■ INSTRUCTIONS FOR THE TASK: Write out all the records exactly, and keep any images out.

[Recorded data]
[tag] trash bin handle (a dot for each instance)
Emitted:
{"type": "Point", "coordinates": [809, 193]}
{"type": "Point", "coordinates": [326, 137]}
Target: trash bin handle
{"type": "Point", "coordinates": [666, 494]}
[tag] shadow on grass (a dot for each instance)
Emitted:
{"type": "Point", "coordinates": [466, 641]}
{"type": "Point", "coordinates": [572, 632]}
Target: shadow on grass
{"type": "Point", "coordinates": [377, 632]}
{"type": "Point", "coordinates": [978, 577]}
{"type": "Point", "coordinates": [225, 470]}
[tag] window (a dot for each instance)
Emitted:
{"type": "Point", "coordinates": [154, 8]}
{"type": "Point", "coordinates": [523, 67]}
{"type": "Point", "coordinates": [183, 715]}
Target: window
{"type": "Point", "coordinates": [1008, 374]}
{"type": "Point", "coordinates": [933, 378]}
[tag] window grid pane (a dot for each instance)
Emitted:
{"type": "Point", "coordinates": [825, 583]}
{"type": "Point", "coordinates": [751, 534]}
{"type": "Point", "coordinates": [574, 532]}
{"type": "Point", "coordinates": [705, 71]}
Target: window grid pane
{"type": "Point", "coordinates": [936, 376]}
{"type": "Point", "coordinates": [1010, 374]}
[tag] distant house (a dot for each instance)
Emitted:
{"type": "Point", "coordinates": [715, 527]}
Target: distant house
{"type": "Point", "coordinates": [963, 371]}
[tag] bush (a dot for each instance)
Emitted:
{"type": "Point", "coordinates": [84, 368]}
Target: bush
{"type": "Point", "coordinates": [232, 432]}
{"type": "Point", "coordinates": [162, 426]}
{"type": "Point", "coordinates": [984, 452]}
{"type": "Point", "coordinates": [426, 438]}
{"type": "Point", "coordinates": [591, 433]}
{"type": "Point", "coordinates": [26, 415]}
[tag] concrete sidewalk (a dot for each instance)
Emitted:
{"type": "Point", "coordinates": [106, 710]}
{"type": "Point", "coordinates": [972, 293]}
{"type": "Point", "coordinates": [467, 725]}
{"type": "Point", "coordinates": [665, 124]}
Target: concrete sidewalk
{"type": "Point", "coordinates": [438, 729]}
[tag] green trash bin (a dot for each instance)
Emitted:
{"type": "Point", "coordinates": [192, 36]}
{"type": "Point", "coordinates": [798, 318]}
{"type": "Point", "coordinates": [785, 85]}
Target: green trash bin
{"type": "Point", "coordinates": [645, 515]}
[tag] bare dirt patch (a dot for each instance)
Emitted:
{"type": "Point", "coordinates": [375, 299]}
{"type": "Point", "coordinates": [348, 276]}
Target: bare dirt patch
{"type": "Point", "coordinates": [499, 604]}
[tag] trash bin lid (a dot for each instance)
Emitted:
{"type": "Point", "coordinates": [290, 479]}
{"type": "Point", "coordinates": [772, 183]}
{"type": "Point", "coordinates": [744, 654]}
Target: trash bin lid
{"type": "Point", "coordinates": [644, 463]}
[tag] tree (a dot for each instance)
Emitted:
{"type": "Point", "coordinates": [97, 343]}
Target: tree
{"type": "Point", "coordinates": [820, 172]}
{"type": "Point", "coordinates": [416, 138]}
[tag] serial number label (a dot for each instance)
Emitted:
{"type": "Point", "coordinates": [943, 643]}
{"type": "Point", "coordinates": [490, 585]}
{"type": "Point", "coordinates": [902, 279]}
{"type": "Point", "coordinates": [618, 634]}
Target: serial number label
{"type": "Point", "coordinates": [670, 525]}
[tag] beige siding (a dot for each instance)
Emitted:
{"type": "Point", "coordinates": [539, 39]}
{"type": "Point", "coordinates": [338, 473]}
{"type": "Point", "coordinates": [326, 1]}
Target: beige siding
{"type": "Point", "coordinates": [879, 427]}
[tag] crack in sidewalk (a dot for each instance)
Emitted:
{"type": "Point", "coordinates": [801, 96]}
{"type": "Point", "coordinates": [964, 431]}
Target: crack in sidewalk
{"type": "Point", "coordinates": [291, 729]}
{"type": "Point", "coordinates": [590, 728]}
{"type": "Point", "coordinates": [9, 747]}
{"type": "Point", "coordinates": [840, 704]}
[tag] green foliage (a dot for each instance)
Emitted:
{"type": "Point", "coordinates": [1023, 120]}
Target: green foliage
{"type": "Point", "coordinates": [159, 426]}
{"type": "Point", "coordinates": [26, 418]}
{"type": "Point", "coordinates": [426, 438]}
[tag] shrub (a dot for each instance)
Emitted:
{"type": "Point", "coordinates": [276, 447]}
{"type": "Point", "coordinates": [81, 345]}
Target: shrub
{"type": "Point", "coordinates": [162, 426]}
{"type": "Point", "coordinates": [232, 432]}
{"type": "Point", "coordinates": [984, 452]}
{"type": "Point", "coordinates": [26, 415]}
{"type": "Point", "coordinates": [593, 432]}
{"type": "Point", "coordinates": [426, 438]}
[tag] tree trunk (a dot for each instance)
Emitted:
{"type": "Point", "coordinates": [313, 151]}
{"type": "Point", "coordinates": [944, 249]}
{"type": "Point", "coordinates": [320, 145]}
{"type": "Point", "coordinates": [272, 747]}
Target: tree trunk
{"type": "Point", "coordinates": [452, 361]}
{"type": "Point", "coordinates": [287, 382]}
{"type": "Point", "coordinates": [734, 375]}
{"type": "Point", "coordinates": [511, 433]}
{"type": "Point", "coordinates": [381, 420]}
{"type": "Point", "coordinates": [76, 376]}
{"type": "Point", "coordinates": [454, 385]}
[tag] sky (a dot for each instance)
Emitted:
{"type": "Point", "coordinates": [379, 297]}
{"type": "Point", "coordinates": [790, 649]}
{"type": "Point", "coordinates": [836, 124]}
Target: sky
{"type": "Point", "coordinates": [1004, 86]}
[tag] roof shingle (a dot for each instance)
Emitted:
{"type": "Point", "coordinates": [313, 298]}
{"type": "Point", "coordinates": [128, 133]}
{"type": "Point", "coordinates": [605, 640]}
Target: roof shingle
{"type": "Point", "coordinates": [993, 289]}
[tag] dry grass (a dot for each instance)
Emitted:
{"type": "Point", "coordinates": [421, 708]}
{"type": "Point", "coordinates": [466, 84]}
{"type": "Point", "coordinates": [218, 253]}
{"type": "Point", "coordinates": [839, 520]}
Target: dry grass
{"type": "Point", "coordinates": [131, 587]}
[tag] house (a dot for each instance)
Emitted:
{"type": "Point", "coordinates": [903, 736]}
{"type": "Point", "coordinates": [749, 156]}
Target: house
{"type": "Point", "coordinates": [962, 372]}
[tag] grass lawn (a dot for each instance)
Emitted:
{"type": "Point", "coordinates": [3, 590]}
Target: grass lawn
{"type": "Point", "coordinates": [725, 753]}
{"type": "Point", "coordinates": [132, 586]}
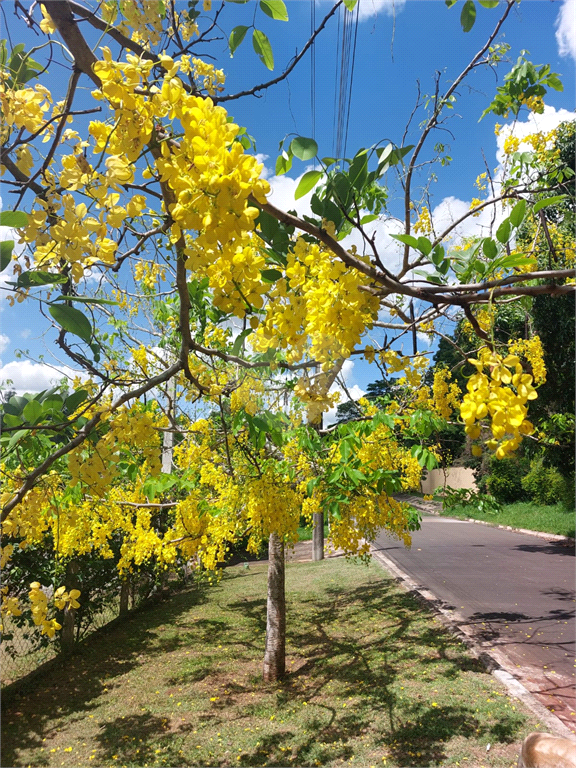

■ RESPONSE FOR THIS EXERCISE:
[tag] trash bin handle (a dot for each instance)
Emitted:
{"type": "Point", "coordinates": [809, 193]}
{"type": "Point", "coordinates": [326, 137]}
Target: trash bin handle
{"type": "Point", "coordinates": [666, 494]}
[tag] shadow on grass (a dot for each instance)
Emitted:
{"type": "Point", "coordinates": [466, 641]}
{"type": "Point", "coordinates": [572, 632]}
Target: shadow on grass
{"type": "Point", "coordinates": [377, 632]}
{"type": "Point", "coordinates": [978, 577]}
{"type": "Point", "coordinates": [225, 470]}
[tag] window (a dot for each instance)
Emitted:
{"type": "Point", "coordinates": [154, 8]}
{"type": "Point", "coordinates": [523, 67]}
{"type": "Point", "coordinates": [183, 715]}
Target: window
{"type": "Point", "coordinates": [1008, 374]}
{"type": "Point", "coordinates": [933, 378]}
[tag] window grid pane (a dot for each instance)
Emitted:
{"type": "Point", "coordinates": [825, 583]}
{"type": "Point", "coordinates": [751, 534]}
{"type": "Point", "coordinates": [574, 532]}
{"type": "Point", "coordinates": [705, 71]}
Target: window grid pane
{"type": "Point", "coordinates": [936, 376]}
{"type": "Point", "coordinates": [1010, 374]}
[tag] distant house (a dot for each instance)
Emitted:
{"type": "Point", "coordinates": [715, 527]}
Target: distant house
{"type": "Point", "coordinates": [963, 371]}
[tag] bush (a dot for each instance)
Emitted:
{"type": "Point", "coordinates": [84, 368]}
Target: bush
{"type": "Point", "coordinates": [232, 432]}
{"type": "Point", "coordinates": [162, 426]}
{"type": "Point", "coordinates": [984, 452]}
{"type": "Point", "coordinates": [426, 438]}
{"type": "Point", "coordinates": [591, 433]}
{"type": "Point", "coordinates": [26, 415]}
[tag] concrete sidewalk (a dot for each instance)
Emitted:
{"type": "Point", "coordinates": [106, 710]}
{"type": "Point", "coordinates": [972, 293]}
{"type": "Point", "coordinates": [467, 725]}
{"type": "Point", "coordinates": [665, 124]}
Target: concrete sidewalk
{"type": "Point", "coordinates": [438, 729]}
[tag] green trash bin (a dot for each instance)
Emitted:
{"type": "Point", "coordinates": [192, 36]}
{"type": "Point", "coordinates": [798, 318]}
{"type": "Point", "coordinates": [785, 85]}
Target: green trash bin
{"type": "Point", "coordinates": [645, 515]}
[tag] bare dirt patch (a dot for each instance)
Emitted:
{"type": "Point", "coordinates": [375, 299]}
{"type": "Point", "coordinates": [348, 276]}
Target: bare dirt patch
{"type": "Point", "coordinates": [499, 604]}
[tag] trash bin lid (a dot for each instance)
Emitted:
{"type": "Point", "coordinates": [290, 479]}
{"type": "Point", "coordinates": [772, 183]}
{"type": "Point", "coordinates": [744, 654]}
Target: trash bin lid
{"type": "Point", "coordinates": [644, 463]}
[tag] tree (a dot for each instance)
Emitted:
{"type": "Point", "coordinates": [97, 343]}
Target: tree
{"type": "Point", "coordinates": [820, 172]}
{"type": "Point", "coordinates": [416, 138]}
[tag] serial number label (a dot for each instance)
Emitted:
{"type": "Point", "coordinates": [943, 643]}
{"type": "Point", "coordinates": [490, 585]}
{"type": "Point", "coordinates": [902, 279]}
{"type": "Point", "coordinates": [618, 634]}
Target: serial number label
{"type": "Point", "coordinates": [670, 525]}
[tag] beige siding (a dot for each instance)
Emitted:
{"type": "Point", "coordinates": [539, 39]}
{"type": "Point", "coordinates": [338, 473]}
{"type": "Point", "coordinates": [326, 1]}
Target: beige siding
{"type": "Point", "coordinates": [879, 427]}
[tag] crack in sidewalk (a dot for each instance)
Emitted:
{"type": "Point", "coordinates": [801, 96]}
{"type": "Point", "coordinates": [964, 431]}
Target: crack in sidewalk
{"type": "Point", "coordinates": [291, 729]}
{"type": "Point", "coordinates": [590, 728]}
{"type": "Point", "coordinates": [9, 747]}
{"type": "Point", "coordinates": [840, 704]}
[tag] green foliage (a dot for each instance)
Emitted:
{"type": "Point", "coordinates": [1023, 120]}
Target: green foliage
{"type": "Point", "coordinates": [159, 426]}
{"type": "Point", "coordinates": [26, 418]}
{"type": "Point", "coordinates": [426, 438]}
[tag] shrub (a dot for each instance)
Emitted:
{"type": "Point", "coordinates": [276, 447]}
{"type": "Point", "coordinates": [81, 345]}
Target: shrub
{"type": "Point", "coordinates": [162, 426]}
{"type": "Point", "coordinates": [232, 432]}
{"type": "Point", "coordinates": [984, 452]}
{"type": "Point", "coordinates": [26, 415]}
{"type": "Point", "coordinates": [593, 432]}
{"type": "Point", "coordinates": [426, 438]}
[tag] tree trunk (a dot for each instance)
Emitted:
{"type": "Point", "coordinates": [313, 151]}
{"type": "Point", "coordinates": [944, 249]}
{"type": "Point", "coordinates": [320, 145]}
{"type": "Point", "coordinates": [272, 747]}
Target: tree trunk
{"type": "Point", "coordinates": [452, 361]}
{"type": "Point", "coordinates": [287, 382]}
{"type": "Point", "coordinates": [734, 375]}
{"type": "Point", "coordinates": [511, 433]}
{"type": "Point", "coordinates": [381, 420]}
{"type": "Point", "coordinates": [76, 376]}
{"type": "Point", "coordinates": [454, 385]}
[tag] sky (a dot for each instance)
Emitted:
{"type": "Point", "coordinates": [379, 297]}
{"type": "Point", "coordinates": [790, 649]}
{"type": "Point", "coordinates": [836, 124]}
Target: sky
{"type": "Point", "coordinates": [1004, 86]}
[tag] roof shingle (a dot for each instance)
Emitted:
{"type": "Point", "coordinates": [313, 298]}
{"type": "Point", "coordinates": [128, 133]}
{"type": "Point", "coordinates": [605, 640]}
Target: roof shingle
{"type": "Point", "coordinates": [993, 289]}
[tag] dry grass (a dot for each instance)
Emitted:
{"type": "Point", "coordinates": [421, 708]}
{"type": "Point", "coordinates": [466, 84]}
{"type": "Point", "coordinates": [218, 253]}
{"type": "Point", "coordinates": [839, 520]}
Target: dry grass
{"type": "Point", "coordinates": [131, 587]}
[tag] house (a dot for each instance)
Emitted:
{"type": "Point", "coordinates": [903, 736]}
{"type": "Point", "coordinates": [749, 156]}
Target: house
{"type": "Point", "coordinates": [962, 372]}
[tag] grass lawn (a dot for each instance)
Emitted:
{"type": "Point", "coordinates": [3, 590]}
Target: grass lawn
{"type": "Point", "coordinates": [725, 753]}
{"type": "Point", "coordinates": [132, 586]}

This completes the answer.